* List of tasks:
**A)** In the page excerpt on painting edges, what do lost edges keep the viewer's eye doing?
**B)** Rewrite the part of the page excerpt on painting edges that opens with the words containing "When painting lost" and closes with "room into another.". Replace "pathways" with "routes".

* Page excerpt:
"""

Lost edges are almost invisible edges and help keep the viewer’s attention focused on where the hard edges are. Lost edges play a major role of supporting hard edges, which, as I mentioned earlier, are often found in the main subject. You can see lost edges in the shadow areas of my paintings as well as in the main subjects. Using lost edges with hard edges lets the main subject look as though it is truly part of the scene, and not like it was cut out and pasted on. And equally important, lost edges keep the viewer’s eye flowing evenly from one area to another.
When painting lost edges, I find it’s important to use colors equal to or close to one another in value to keep contrasting values from creating hard value edges. Plus, to avoid hard chromatic edges, I use colors in the same temperature range. This unifies the elements of a painting and creates pathways, like light flowing from one room into another.
I recommend that every artist try doing an entire painting strictly with palette knives. Go ahead and give it a go. And most of all, have fun.
Many years ago, I taught wildlife and landscape painting classes. This is a lesson plan from those classes.
Understanding and controlling values should be one of your first goals as a painter. When I began painting landscapes from life, I realized that the objects in my finished paintings lacked convincing form. When I understood how light reveals form and began looking at the world with this in mind, my work began to improve. So will yours when you learn to see light and understand what it does to show an object’s form.

"""

* Data shown:
"""

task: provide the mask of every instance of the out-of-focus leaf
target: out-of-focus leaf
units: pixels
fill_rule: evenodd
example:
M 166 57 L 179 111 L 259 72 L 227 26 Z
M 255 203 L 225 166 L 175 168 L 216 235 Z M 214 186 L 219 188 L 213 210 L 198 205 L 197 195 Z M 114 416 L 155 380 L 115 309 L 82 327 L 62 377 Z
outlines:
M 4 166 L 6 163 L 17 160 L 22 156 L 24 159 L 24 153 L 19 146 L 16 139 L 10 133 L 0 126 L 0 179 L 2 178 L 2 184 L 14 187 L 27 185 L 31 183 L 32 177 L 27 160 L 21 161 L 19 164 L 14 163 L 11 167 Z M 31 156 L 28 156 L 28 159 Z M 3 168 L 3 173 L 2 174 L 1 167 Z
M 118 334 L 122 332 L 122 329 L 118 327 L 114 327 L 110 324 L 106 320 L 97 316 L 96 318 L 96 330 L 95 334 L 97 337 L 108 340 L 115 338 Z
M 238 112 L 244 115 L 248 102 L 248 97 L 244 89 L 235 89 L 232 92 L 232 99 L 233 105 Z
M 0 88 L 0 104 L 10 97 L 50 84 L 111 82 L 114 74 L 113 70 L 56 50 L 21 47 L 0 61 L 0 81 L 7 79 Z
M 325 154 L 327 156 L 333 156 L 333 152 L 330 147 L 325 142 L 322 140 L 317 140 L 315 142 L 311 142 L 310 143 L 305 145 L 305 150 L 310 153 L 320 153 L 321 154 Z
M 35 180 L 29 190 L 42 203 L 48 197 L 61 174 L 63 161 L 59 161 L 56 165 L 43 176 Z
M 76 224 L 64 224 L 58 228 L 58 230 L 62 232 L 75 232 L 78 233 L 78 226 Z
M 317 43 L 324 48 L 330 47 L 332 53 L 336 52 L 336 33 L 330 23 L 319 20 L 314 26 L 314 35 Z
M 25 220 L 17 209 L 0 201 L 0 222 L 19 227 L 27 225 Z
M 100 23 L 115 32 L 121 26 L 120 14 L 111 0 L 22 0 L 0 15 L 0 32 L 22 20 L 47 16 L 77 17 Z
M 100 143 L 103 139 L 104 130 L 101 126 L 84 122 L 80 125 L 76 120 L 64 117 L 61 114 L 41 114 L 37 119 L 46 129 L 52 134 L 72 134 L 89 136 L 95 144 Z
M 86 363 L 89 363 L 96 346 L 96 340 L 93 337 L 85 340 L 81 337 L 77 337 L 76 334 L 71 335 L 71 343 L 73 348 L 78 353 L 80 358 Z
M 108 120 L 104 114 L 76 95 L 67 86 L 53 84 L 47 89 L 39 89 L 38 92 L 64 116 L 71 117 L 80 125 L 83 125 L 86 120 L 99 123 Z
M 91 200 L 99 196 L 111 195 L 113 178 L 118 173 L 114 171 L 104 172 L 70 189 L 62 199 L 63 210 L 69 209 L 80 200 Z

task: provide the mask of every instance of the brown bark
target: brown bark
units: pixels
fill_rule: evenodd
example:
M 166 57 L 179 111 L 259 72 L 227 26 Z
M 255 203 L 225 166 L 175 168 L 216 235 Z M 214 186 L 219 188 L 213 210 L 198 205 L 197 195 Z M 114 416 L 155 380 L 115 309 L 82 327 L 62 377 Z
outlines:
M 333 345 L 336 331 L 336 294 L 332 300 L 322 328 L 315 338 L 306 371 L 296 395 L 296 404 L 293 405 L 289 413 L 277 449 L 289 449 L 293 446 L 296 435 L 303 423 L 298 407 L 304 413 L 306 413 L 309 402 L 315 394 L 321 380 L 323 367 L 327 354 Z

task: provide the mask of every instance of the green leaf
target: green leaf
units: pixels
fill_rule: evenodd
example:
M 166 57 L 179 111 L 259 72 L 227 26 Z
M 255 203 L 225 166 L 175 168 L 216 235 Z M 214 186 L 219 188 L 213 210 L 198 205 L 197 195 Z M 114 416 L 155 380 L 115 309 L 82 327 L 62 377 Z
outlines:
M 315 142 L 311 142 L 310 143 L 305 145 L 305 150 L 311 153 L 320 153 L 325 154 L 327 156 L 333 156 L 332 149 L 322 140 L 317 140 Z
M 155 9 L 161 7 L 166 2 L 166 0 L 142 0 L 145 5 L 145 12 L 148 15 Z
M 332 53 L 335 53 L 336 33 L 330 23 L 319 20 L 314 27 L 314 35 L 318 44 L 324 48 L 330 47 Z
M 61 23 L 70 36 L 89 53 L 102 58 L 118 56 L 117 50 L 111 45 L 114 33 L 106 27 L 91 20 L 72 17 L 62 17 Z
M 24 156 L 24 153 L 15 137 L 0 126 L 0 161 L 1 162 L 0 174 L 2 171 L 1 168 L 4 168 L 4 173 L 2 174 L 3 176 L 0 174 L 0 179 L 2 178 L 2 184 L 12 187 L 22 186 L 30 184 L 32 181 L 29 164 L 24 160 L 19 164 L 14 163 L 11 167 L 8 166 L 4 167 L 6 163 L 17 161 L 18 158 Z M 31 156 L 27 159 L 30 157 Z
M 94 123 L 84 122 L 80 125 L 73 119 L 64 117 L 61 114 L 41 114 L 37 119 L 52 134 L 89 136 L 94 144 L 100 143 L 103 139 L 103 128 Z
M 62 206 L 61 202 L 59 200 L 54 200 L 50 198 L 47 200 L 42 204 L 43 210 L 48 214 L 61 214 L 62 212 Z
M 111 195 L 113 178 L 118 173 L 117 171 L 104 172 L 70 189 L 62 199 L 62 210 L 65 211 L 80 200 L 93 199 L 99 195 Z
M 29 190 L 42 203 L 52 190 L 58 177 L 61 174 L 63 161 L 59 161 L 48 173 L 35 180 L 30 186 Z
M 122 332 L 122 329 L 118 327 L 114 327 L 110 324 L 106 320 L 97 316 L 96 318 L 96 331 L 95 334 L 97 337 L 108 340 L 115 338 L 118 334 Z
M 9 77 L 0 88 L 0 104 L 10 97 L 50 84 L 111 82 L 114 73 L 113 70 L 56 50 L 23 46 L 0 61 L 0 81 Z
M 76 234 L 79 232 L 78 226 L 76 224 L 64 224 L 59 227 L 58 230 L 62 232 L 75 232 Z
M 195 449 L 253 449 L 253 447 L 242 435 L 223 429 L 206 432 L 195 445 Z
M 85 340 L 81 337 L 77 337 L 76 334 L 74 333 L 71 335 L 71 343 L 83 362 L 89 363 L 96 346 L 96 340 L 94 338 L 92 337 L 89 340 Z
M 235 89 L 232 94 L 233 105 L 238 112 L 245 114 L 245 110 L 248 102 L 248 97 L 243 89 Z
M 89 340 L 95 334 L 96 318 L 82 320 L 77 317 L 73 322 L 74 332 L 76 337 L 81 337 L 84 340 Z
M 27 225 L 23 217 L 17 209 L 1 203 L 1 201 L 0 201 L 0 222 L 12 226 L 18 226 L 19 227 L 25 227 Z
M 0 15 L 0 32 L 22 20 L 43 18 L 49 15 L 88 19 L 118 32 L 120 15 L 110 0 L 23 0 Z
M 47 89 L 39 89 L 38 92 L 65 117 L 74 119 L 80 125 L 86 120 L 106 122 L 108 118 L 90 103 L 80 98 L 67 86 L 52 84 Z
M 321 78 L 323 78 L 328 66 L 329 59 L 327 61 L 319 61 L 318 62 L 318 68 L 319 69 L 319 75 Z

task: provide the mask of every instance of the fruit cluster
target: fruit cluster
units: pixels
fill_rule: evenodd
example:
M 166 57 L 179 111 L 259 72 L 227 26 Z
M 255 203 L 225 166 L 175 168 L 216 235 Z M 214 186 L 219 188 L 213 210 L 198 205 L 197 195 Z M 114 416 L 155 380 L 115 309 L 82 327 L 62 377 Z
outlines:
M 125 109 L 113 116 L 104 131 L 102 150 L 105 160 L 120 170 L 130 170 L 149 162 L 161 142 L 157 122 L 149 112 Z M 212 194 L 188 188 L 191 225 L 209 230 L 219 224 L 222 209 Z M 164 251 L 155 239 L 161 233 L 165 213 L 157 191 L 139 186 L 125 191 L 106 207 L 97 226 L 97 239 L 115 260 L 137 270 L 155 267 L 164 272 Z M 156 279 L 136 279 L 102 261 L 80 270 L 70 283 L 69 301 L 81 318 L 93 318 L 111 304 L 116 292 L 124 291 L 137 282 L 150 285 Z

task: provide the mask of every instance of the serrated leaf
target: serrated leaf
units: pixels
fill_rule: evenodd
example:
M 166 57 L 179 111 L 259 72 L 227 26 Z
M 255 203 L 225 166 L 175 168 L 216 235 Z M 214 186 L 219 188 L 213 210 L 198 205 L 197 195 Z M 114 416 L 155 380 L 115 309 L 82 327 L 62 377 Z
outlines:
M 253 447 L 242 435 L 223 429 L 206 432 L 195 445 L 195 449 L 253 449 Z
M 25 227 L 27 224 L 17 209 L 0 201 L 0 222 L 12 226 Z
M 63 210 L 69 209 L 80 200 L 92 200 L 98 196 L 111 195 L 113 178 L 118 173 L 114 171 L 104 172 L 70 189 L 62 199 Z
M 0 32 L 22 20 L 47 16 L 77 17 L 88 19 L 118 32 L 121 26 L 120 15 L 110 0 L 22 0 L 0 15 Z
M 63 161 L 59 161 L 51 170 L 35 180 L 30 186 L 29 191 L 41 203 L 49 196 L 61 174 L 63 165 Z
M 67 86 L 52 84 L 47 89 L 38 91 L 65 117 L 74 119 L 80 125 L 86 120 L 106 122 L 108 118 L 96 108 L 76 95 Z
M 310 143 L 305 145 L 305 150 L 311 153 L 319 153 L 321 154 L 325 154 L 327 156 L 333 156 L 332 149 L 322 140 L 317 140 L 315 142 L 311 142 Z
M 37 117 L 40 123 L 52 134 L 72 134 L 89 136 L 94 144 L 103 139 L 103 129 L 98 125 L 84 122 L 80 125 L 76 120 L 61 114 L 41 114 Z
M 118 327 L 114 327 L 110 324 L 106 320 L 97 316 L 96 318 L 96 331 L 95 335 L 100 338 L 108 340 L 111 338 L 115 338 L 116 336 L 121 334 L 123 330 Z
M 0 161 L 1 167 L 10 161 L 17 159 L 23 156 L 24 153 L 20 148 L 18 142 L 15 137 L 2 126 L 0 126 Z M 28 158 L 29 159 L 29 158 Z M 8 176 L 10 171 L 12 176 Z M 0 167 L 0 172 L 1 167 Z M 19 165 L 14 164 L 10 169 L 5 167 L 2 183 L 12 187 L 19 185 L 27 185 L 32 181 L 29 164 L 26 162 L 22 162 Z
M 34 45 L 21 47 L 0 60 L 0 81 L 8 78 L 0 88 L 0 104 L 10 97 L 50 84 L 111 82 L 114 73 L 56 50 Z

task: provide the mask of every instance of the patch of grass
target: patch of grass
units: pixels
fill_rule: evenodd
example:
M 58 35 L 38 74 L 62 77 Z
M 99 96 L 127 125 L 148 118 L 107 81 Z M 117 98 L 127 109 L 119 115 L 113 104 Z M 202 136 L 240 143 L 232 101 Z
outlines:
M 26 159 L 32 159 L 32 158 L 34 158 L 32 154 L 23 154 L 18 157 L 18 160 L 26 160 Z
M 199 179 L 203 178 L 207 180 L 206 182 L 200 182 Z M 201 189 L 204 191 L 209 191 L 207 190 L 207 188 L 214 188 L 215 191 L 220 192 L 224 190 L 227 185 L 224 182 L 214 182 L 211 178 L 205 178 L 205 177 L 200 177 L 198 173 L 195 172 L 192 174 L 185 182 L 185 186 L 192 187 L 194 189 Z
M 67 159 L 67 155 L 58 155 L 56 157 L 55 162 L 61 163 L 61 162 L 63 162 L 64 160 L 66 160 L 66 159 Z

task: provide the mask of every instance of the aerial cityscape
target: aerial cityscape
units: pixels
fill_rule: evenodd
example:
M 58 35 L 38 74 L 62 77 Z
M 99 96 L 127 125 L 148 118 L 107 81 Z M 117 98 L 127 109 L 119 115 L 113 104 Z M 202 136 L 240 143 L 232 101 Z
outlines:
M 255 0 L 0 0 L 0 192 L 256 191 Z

"""

* Answers for the exercise:
**A)** Flowing evenly from one area to another.

**B)**
When painting lost edges, I find it’s important to use colors equal to or close to one another in value to keep contrasting values from creating hard value edges. Plus, to avoid hard chromatic edges, I use colors in the same temperature range. This unifies the elements of a painting and creates routes, like light flowing from one room into another.